╔══
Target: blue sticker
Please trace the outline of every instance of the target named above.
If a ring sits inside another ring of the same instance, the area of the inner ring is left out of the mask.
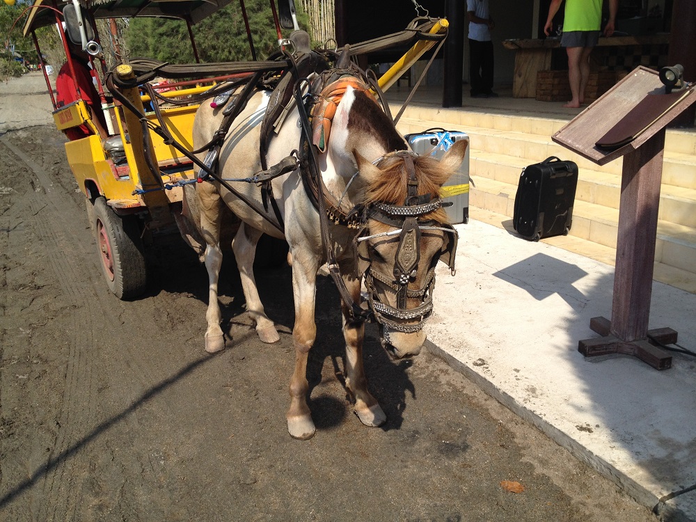
[[[438,143],[433,149],[433,152],[431,152],[431,156],[435,156],[437,154],[438,150],[440,149],[442,149],[446,152],[454,143],[454,141],[452,139],[452,136],[450,136],[450,133],[447,131],[445,131],[444,132],[436,132],[435,134],[437,136]]]

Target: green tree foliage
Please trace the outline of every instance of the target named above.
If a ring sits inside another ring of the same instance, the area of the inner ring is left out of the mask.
╚══
### Your objective
Scale the listing above by writing out every line again, requests included, with each point coordinate in the outlines multiplied by 2.4 and rounded to a whole number (halves round up). Leave the pictures out.

### Output
Target: blue sticker
Please trace the outline of every instance of the target named above.
If a ring sits inside another ring of the same instance, the area of the inner ring is left out of the mask.
[[[1051,343],[1039,358],[1039,365],[1034,365],[1034,374],[1044,374],[1049,370],[1051,360],[1056,358],[1061,358],[1070,365],[1090,343],[1090,338],[1085,334],[1085,326],[1080,326],[1080,319],[1073,314],[1068,314],[1066,317],[1046,317],[1044,322],[1049,326]]]

Target: green tree foliage
Please trace the outline of every instance of the target named above.
If a ring sits inside another ring of the same instance, the area of the inner ring is left out of the mask.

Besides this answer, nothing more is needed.